Consigne 1
Reproduisez à l'identique les lignes de données plus bas, de celle qui contient « Study the photograph above. For every instance of the work » jusqu'à la dernière, ces deux lignes comprises.

Texte source
○ ○ ○ ○ ○ ○ ○

L'hémicycle de l'Assemblée de Corse où se tiendra, jeudi, la session extraordinaire sur les dérives mafieuses. Photo Paule Santoni.
C’est une session maintes fois demandée par les collectifs anti-mafia, très attendue après les assassinats qui, depuis quelques mois, endeuillent et secouent la Corse, et particulièrement difficile tant le sujet est complexe et propre à certaines démagogies et exagérations. La session extraordinaire consacrée aux dérives mafieuses se tient toute la journée de jeudi à partir de 10 heures à l’Assemblée de Corse, soit quelques jours à peine après l’enterrement de Chloé, une jeune fille de 19 ans, dont l’assassinat par erreur le 15 février dernier à Ponte-Leccia a choqué profondément toute l’île. Déjà décidée après le meurtre d’un autre innocent, un jeune pompier dans un bar d’Aiacciu, une nuit juste avant Noël, cette session a peu de chance de s’ouvrir dans une grande sérénité. Le rapport de l’Exécutif, nommé « Lutte contre les dérives mafieuses : trente mesures pour une société corse libre, apaisée et démocratique », qui sera au cœur des débats, était porteur d’espérance, mais il a suscité, dès sa divulgation, la polémique. Issu d’un cycle de travail et de consultations de cinq mois, il esquisse, en 81 pages, un plan global autour de cinq axes prioritaires et de trente mesures qui restent limitées par des contraintes infranchissables, à savoir le manque de compétences régaliennes de l’Exécutif, tout en tentant de les outrepasser dans la perspective espérée d’une révision constitutionnelle qui élargirait le champ d’action de la Collectivité de Corse.

○ ○ ○ ○ ○ ○ ○

Données de l'exercice
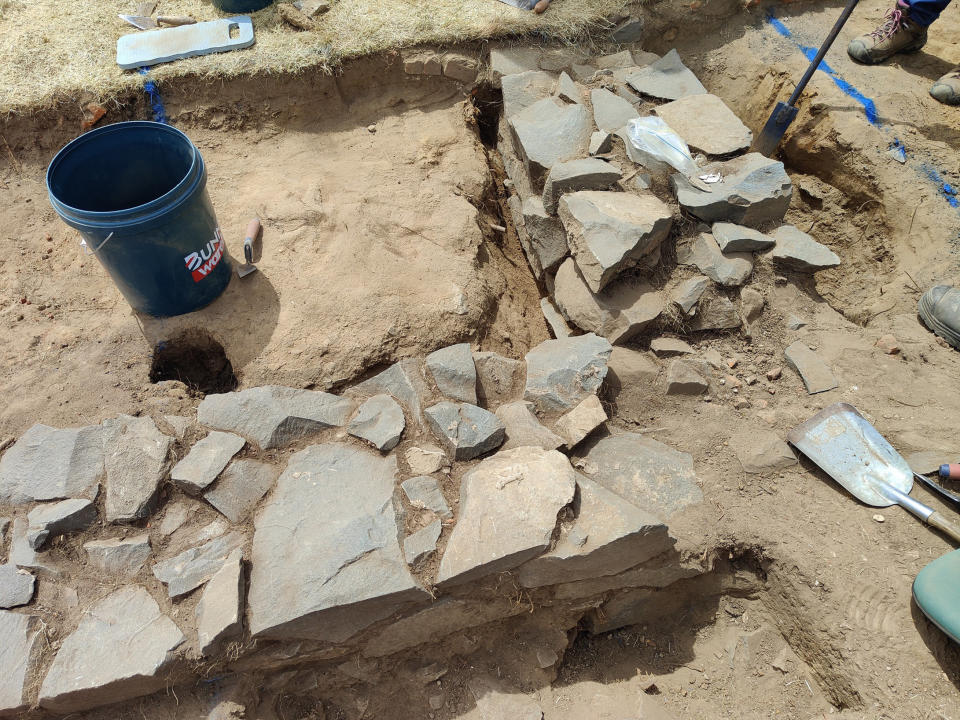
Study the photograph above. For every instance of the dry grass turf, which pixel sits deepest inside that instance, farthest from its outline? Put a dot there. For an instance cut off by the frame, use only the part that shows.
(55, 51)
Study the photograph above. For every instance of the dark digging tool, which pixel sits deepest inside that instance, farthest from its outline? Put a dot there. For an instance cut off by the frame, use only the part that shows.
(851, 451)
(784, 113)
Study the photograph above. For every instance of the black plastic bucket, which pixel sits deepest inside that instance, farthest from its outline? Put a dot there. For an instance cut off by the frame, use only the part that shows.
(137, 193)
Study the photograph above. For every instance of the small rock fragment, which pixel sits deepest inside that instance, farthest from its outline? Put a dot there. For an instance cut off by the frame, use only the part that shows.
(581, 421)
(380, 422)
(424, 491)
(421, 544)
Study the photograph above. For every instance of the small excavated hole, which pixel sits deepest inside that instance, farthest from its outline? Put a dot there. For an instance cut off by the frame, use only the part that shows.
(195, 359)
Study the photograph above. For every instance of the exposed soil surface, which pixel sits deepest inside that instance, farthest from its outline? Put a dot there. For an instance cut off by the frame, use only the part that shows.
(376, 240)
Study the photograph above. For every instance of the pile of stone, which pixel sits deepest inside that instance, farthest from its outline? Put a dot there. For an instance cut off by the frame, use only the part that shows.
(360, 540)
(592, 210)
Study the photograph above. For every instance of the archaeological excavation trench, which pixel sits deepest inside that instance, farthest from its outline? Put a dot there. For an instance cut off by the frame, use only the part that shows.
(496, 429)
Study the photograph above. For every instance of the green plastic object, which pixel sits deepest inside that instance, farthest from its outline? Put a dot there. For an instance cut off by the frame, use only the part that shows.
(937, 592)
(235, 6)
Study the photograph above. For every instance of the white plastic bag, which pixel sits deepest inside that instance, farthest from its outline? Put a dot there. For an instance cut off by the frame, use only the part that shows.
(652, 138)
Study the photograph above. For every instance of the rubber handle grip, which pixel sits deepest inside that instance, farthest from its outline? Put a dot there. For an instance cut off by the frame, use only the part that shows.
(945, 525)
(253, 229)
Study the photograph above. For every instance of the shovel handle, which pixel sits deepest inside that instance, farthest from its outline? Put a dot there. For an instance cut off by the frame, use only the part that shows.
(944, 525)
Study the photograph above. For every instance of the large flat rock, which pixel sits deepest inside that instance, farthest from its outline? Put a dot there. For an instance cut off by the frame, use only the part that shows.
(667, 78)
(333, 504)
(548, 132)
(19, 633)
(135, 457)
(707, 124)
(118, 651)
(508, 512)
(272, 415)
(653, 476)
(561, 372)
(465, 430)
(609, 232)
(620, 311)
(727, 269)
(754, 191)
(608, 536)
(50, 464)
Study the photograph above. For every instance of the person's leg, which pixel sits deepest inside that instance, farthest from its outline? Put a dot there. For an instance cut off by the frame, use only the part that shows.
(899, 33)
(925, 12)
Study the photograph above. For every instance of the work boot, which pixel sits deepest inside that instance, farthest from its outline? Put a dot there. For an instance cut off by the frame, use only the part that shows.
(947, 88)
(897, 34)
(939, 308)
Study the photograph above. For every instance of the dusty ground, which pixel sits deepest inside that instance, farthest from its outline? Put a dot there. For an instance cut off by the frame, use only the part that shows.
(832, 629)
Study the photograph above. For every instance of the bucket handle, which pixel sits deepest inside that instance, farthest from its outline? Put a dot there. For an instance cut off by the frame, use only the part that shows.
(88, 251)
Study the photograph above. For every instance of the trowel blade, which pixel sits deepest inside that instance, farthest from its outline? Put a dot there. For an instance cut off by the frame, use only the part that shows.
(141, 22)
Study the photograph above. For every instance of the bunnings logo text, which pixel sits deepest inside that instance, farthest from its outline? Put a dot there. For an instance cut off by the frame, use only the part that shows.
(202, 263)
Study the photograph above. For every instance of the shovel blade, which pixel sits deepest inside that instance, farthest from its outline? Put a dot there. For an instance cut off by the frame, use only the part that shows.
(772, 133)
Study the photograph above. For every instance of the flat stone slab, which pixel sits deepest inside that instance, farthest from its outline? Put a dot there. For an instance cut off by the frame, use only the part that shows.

○ ○ ○ ○ ○ ○ ○

Consigne 2
Recopiez en entier et à l'identique le texte sur la session extraordinaire de l'Assemblée de Corse consacrée aux dérives mafieuses.

Réponse attendue 1
Study the photograph above. For every instance of the work boot, which pixel sits deepest inside that instance, farthest from its outline? Put a dot there. For an instance cut off by the frame, use only the part that shows.
(947, 88)
(897, 34)
(939, 308)
Study the photograph above. For every instance of the dusty ground, which pixel sits deepest inside that instance, farthest from its outline? Put a dot there. For an instance cut off by the frame, use only the part that shows.
(832, 629)
Study the photograph above. For every instance of the bucket handle, which pixel sits deepest inside that instance, farthest from its outline? Put a dot there. For an instance cut off by the frame, use only the part that shows.
(88, 251)
Study the photograph above. For every instance of the trowel blade, which pixel sits deepest inside that instance, farthest from its outline? Put a dot there. For an instance cut off by the frame, use only the part that shows.
(141, 22)
Study the photograph above. For every instance of the bunnings logo text, which pixel sits deepest inside that instance, farthest from its outline? Put a dot there. For an instance cut off by the frame, use only the part that shows.
(202, 263)
Study the photograph above. For every instance of the shovel blade, which pixel sits deepest inside that instance, farthest from its outline? Put a dot there. For an instance cut off by the frame, use only the part that shows.
(772, 133)
Study the photograph above. For every instance of the flat stone slab, which pixel sits deepest inside that instance, farthest from its outline? Put a dot there. For an instance cut off by the frame, use only the part that shows.

Réponse attendue 2
L'hémicycle de l'Assemblée de Corse où se tiendra, jeudi, la session extraordinaire sur les dérives mafieuses. Photo Paule Santoni.
C’est une session maintes fois demandée par les collectifs anti-mafia, très attendue après les assassinats qui, depuis quelques mois, endeuillent et secouent la Corse, et particulièrement difficile tant le sujet est complexe et propre à certaines démagogies et exagérations. La session extraordinaire consacrée aux dérives mafieuses se tient toute la journée de jeudi à partir de 10 heures à l’Assemblée de Corse, soit quelques jours à peine après l’enterrement de Chloé, une jeune fille de 19 ans, dont l’assassinat par erreur le 15 février dernier à Ponte-Leccia a choqué profondément toute l’île. Déjà décidée après le meurtre d’un autre innocent, un jeune pompier dans un bar d’Aiacciu, une nuit juste avant Noël, cette session a peu de chance de s’ouvrir dans une grande sérénité. Le rapport de l’Exécutif, nommé « Lutte contre les dérives mafieuses : trente mesures pour une société corse libre, apaisée et démocratique », qui sera au cœur des débats, était porteur d’espérance, mais il a suscité, dès sa divulgation, la polémique. Issu d’un cycle de travail et de consultations de cinq mois, il esquisse, en 81 pages, un plan global autour de cinq axes prioritaires et de trente mesures qui restent limitées par des contraintes infranchissables, à savoir le manque de compétences régaliennes de l’Exécutif, tout en tentant de les outrepasser dans la perspective espérée d’une révision constitutionnelle qui élargirait le champ d’action de la Collectivité de Corse.